Tasks to perform
a – Decide whether each statement agrees with the news article about Nicholas Vester's request for early release: (i) Vester appeared in Putnam Circuit Court on a Thursday; (ii) Vester pleaded guilty to a Class C felony; (iii) Craig Rogers was sentenced to 18 months. Answer yes or no for each and quote the deciding words from the article.
b – In the news article about Nicholas Vester's request for early release, who is Vester's attorney?
c – Pick up the news article about Nicholas Vester's request for early release where it stops, and carry it on past its final sentence.

Extracted text
• • •
Former NP Spanish teacher back in court for sentence modification
His release date from the Department of Correction just 18 days away, the only one of three former North Putnam High School staff members still incarcerated has requested his early release.
Former NPHS interim Spanish teacher Nicholas Vester, 26, Lafayette, appeared in Putnam Circuit Court Thursday, requesting that Judge Matthew Headley grant him an early release into the Tippecanoe County Community Corrections program.
In February, Judge Headley handed down a two-year sentence for Vester's guilty plea to Class D felony child seduction. The sentence included one year executed with the DOC (with the possibility of the last three months on Community Corrections) and the remaining year on probation.
With the Indiana Good Time Credit, Vester's nine months in prison will result in a release date of June 24 -- less than five months in prison.
However, Vester and attorney Darrell Felling are hoping to reduce that time further.
Vester described his experiences since sentencing, from the Putnam County Jail to the DOC Reception Diagnostic Center then on to New Castle Correctional Facility.
He spoke of isolation and lack of counseling services, along with acts and threats of violence. He told the court of threats from other prisoners if he did not give them his prescription medication.
"I definitely think I've learned a lesson. With what just happened in Oklahoma -- the teachers that saved those kids. That really touched me," Vester said, getting emotional. "I realize that I violated that trust and that trust can never be instilled in me.
"I know I'll have to find a new career and with that career I'll have to build that respect back up," he added.
Vester was one of three former NPHS staff members charged with child seduction following incidents with the same boy. Although all three were originally charged with the same offense, Vester's offense was considered the most egregious.
He was accused of engaging in "deviant sexual conduct," including anal intercourse and oral sex, "with the intent to arouse or satisfy the sexual desires" of himself or the victim, charges he admitted to investigators.
For that, he received the most severe penalty, two years with one executed.
Former band director Craig Rogers, 26, Indianapolis, was accused of fondling the teenager in an incident at the school and was sentenced to 18 months, with six to be served in prison.
• • •
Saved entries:
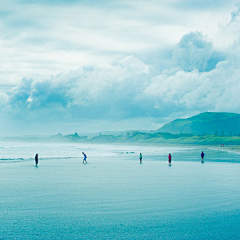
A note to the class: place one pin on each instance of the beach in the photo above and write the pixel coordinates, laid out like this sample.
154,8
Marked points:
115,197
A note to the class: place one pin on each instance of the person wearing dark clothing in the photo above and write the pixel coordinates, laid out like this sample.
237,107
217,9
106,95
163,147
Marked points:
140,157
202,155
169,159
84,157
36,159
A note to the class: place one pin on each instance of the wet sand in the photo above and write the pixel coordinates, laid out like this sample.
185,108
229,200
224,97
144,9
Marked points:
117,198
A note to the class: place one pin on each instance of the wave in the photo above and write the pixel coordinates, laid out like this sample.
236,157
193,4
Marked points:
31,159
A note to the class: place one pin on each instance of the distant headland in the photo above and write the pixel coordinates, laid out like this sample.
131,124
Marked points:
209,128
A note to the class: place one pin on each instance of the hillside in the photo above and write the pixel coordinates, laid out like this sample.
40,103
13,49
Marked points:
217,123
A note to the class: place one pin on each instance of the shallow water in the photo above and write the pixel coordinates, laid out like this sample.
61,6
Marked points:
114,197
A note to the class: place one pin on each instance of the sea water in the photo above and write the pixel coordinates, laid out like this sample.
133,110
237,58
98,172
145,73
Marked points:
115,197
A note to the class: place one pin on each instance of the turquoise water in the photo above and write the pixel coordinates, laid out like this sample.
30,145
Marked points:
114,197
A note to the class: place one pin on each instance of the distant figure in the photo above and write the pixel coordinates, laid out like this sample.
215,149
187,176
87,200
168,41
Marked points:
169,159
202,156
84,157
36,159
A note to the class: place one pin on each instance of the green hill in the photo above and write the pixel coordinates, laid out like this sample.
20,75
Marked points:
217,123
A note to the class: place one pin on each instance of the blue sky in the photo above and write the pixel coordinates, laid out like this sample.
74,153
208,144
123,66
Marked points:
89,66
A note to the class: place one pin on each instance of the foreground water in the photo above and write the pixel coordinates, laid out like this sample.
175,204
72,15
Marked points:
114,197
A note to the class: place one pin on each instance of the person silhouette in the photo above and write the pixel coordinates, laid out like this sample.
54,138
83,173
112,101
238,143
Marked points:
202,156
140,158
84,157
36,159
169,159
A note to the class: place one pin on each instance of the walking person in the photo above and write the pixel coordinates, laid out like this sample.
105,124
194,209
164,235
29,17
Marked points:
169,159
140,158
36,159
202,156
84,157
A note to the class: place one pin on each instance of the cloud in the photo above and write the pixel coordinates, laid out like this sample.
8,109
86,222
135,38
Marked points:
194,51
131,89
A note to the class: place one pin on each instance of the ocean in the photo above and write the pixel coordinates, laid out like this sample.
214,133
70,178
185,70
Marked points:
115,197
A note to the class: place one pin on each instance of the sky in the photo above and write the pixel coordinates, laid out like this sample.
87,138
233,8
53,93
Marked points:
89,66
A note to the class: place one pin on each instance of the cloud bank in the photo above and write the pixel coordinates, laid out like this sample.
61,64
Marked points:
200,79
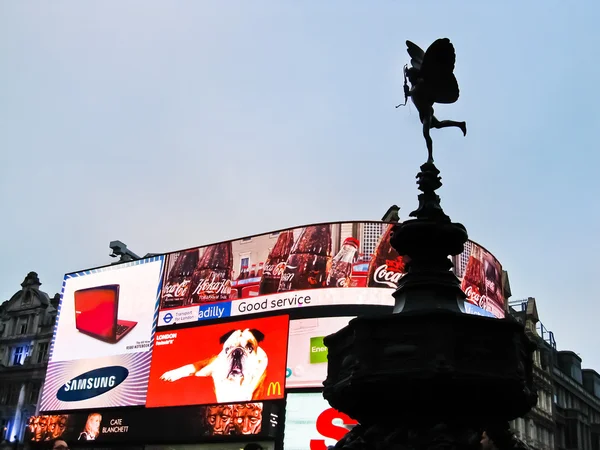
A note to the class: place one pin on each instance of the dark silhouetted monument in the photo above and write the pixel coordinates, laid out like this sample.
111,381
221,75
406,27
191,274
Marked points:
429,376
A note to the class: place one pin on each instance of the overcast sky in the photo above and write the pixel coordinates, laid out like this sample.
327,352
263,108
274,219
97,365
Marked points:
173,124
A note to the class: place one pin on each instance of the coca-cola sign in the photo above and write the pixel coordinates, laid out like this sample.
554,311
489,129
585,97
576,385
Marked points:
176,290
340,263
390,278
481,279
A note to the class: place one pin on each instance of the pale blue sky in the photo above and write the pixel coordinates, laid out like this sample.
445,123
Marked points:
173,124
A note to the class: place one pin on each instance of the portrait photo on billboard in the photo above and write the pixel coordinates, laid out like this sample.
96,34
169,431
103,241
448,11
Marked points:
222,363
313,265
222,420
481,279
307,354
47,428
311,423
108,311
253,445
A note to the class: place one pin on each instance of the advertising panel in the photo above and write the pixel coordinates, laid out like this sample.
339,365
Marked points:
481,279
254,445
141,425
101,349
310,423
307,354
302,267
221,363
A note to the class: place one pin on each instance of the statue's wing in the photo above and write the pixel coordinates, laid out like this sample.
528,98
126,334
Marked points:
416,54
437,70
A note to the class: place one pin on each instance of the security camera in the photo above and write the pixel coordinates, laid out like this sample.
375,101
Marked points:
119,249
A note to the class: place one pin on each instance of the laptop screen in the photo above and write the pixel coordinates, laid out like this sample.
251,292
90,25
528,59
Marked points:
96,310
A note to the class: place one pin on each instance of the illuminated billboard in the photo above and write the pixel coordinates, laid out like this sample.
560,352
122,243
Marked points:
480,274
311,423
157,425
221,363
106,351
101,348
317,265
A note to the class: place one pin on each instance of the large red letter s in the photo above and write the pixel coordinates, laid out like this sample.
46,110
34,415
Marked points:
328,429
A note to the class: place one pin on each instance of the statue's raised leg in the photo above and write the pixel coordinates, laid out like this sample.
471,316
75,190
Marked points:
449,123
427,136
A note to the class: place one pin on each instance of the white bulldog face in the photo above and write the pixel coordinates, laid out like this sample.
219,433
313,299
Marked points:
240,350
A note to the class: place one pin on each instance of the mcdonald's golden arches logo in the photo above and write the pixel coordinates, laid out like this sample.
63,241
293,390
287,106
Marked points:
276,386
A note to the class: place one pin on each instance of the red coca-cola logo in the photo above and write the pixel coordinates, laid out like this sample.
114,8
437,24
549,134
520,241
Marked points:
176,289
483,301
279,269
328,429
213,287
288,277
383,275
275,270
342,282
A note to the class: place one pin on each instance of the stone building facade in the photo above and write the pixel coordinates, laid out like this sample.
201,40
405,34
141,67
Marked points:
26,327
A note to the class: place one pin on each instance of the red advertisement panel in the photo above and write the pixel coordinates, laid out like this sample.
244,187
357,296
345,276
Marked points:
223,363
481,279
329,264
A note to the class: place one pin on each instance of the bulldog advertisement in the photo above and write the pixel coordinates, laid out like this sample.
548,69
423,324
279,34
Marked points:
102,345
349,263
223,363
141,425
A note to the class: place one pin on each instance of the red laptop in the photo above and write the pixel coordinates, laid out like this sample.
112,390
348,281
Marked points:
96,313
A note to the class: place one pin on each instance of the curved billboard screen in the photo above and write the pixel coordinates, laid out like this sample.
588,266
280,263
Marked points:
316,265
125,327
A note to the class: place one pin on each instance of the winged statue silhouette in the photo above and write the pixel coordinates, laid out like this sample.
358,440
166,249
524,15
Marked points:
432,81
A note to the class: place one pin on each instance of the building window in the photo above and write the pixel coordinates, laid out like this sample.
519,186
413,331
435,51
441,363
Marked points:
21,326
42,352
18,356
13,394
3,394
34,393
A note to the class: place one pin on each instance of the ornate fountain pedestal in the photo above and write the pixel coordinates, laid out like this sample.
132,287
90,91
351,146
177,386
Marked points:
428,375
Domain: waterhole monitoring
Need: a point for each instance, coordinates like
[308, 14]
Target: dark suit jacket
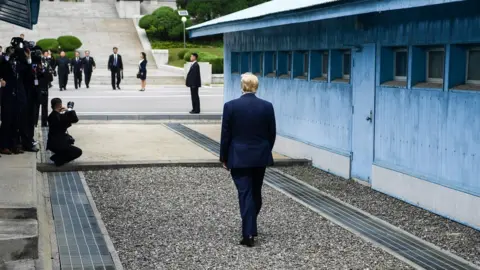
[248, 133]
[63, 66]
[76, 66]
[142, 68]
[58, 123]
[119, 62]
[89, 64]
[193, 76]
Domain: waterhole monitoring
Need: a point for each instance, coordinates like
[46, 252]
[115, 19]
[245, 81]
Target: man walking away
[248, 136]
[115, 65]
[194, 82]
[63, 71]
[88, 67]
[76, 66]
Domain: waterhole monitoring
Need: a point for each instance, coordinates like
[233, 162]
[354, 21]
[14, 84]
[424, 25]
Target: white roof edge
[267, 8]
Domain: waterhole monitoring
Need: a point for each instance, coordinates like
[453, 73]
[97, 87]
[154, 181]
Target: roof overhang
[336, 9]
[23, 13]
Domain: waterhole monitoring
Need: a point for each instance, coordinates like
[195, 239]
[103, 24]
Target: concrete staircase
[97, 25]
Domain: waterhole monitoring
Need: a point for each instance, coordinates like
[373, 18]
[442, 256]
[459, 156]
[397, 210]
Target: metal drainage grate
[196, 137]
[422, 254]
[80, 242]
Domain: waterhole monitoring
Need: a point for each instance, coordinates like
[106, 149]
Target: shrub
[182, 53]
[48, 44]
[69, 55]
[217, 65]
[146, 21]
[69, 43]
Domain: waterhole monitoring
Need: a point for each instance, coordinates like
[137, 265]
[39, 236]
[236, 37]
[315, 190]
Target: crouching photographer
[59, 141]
• • •
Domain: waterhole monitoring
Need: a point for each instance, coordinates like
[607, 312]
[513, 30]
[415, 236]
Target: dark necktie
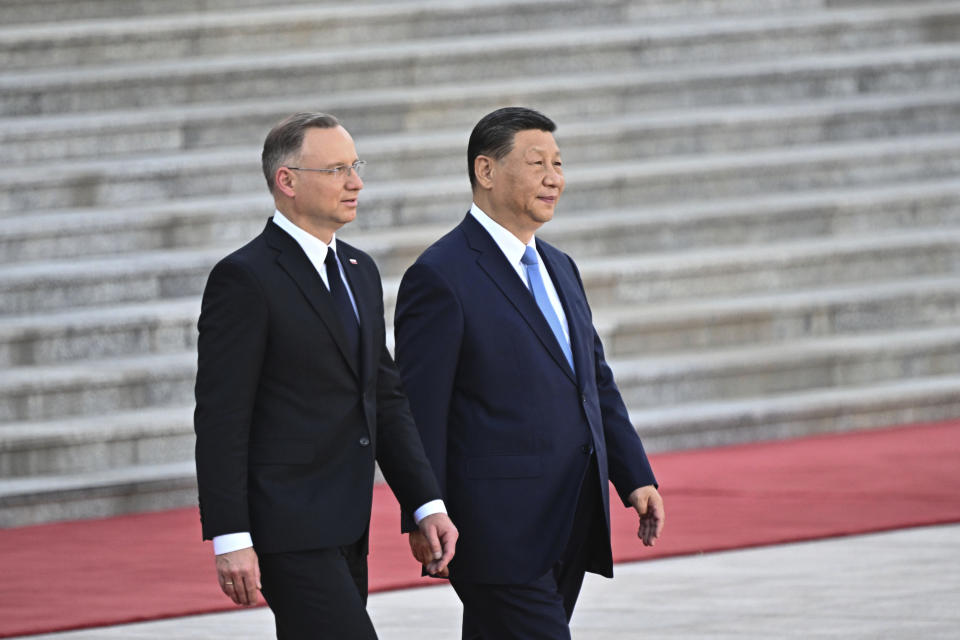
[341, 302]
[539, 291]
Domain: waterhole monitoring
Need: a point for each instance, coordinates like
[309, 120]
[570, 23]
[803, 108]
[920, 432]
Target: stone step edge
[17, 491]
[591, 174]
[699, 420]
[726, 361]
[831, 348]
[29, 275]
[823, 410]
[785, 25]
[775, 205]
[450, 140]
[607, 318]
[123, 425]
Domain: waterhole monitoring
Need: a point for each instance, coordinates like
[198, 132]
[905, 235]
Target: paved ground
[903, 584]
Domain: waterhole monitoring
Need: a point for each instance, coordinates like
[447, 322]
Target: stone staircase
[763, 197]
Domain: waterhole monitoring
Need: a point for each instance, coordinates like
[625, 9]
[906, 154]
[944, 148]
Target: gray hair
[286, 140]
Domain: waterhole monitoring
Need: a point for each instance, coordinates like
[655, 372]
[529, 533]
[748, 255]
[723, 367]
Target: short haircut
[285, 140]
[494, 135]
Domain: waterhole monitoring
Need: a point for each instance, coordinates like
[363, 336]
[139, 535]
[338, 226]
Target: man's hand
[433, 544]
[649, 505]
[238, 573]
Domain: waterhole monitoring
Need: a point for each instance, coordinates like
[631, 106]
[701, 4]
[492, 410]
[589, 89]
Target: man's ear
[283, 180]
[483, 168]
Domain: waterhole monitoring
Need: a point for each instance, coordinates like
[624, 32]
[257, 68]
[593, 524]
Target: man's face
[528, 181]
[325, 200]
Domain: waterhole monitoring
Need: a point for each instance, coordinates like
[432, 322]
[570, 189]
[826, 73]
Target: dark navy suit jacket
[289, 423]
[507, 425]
• • •
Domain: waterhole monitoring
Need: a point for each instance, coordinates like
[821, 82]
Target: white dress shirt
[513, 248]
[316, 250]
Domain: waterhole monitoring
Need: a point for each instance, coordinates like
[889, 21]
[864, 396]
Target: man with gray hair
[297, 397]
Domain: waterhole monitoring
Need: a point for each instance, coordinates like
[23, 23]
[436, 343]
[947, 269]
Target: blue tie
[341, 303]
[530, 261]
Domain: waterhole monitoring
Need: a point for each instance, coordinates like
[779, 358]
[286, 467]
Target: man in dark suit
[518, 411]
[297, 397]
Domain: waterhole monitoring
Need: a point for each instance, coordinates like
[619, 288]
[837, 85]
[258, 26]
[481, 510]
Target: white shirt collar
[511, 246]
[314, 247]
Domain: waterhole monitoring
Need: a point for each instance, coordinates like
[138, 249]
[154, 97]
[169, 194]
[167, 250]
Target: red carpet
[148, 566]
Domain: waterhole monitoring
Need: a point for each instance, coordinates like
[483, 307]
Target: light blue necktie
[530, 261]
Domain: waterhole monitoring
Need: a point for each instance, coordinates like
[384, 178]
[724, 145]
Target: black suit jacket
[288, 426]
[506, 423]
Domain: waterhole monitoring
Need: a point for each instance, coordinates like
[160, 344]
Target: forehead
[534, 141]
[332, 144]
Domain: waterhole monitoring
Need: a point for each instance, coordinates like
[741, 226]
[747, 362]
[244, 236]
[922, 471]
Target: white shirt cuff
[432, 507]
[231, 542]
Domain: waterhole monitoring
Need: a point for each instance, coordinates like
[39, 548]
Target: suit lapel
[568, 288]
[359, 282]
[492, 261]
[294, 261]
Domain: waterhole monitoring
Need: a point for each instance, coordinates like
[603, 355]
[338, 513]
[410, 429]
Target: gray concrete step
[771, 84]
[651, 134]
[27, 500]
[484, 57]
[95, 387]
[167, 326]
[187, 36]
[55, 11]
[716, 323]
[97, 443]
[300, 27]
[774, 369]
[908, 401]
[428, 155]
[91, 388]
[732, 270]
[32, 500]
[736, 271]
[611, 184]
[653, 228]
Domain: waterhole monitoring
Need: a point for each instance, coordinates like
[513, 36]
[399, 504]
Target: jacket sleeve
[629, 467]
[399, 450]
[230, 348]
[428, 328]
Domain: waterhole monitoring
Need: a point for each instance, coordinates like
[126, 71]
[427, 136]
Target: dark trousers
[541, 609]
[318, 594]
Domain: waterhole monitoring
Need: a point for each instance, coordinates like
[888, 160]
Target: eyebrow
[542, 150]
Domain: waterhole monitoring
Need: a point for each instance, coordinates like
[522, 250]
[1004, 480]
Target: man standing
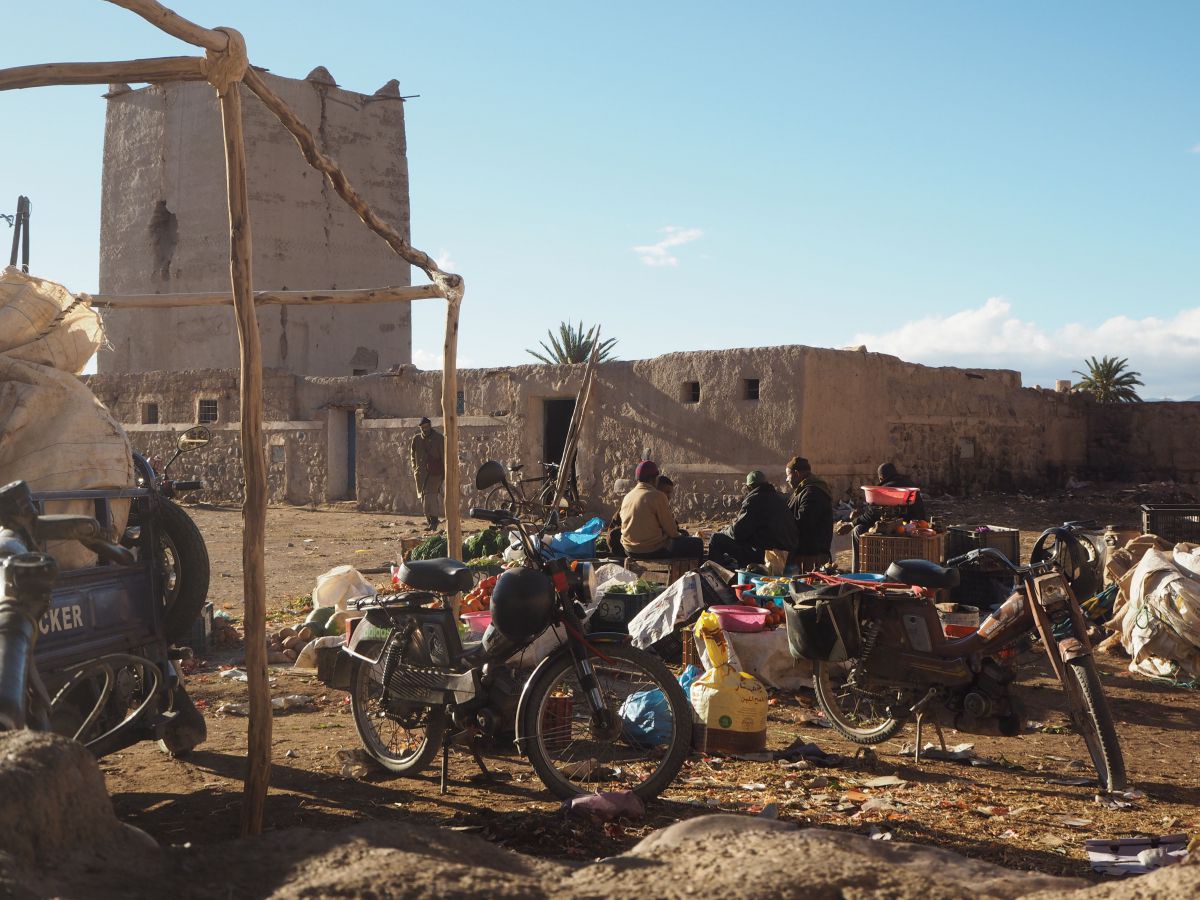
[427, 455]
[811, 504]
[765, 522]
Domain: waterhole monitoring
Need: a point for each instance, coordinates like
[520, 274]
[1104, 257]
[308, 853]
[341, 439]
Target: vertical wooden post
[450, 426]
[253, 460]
• • •
Task-by-task results
a –
(i) Yes: "appeared in Putnam Circuit Court Thursday"
(ii) No: "Vester's guilty plea to Class D felony child seduction"
(iii) Yes: "was sentenced to 18 months, with six to be served in prison"

b – Darrell Felling.

c –
In a March hearing, however, Rogers was granted his release to probation 28 days early, a fact lost on neither the defense nor the prosecution in the Vester case.
Details of why Rogers was granted an early release were never publicly discussed.
Former lifeguard and assistant swim coach Brandon Largent, 21, Crawfordsville, was said to have only kissed the boy. As such, his charge was reduced to battery, a Class B misdemeanor, and he was released with time served, to remain on probation through September.
Timothy Bookwalter spoke of the seriousness of Vester's crime compared to the others in arguing against the modification.
"The seriousness of everything else pales in comparison to what he (Vester) did," Bookwalter said.
The victim's father also addressed the court, explaining the effect these crimes have had on the family.
"This is something we are living with for life," the father said. "We don't get a modification. I can't take this away from my son."
He added that the family has exhausted its finances trying to get the young man counseling, which they have now canceled.
While he acknowledged Vester's difficult experience in prison, he said the defendant sounded more sorry to be in prison than for the crime he committed.
"I understand he's had an unpleasant experience in jail," the father said. "Forgive me, but isn't that supposed to be the effect of prison?
"To me, the only thing more egregious than the acts committed would be for this court to grant this modification."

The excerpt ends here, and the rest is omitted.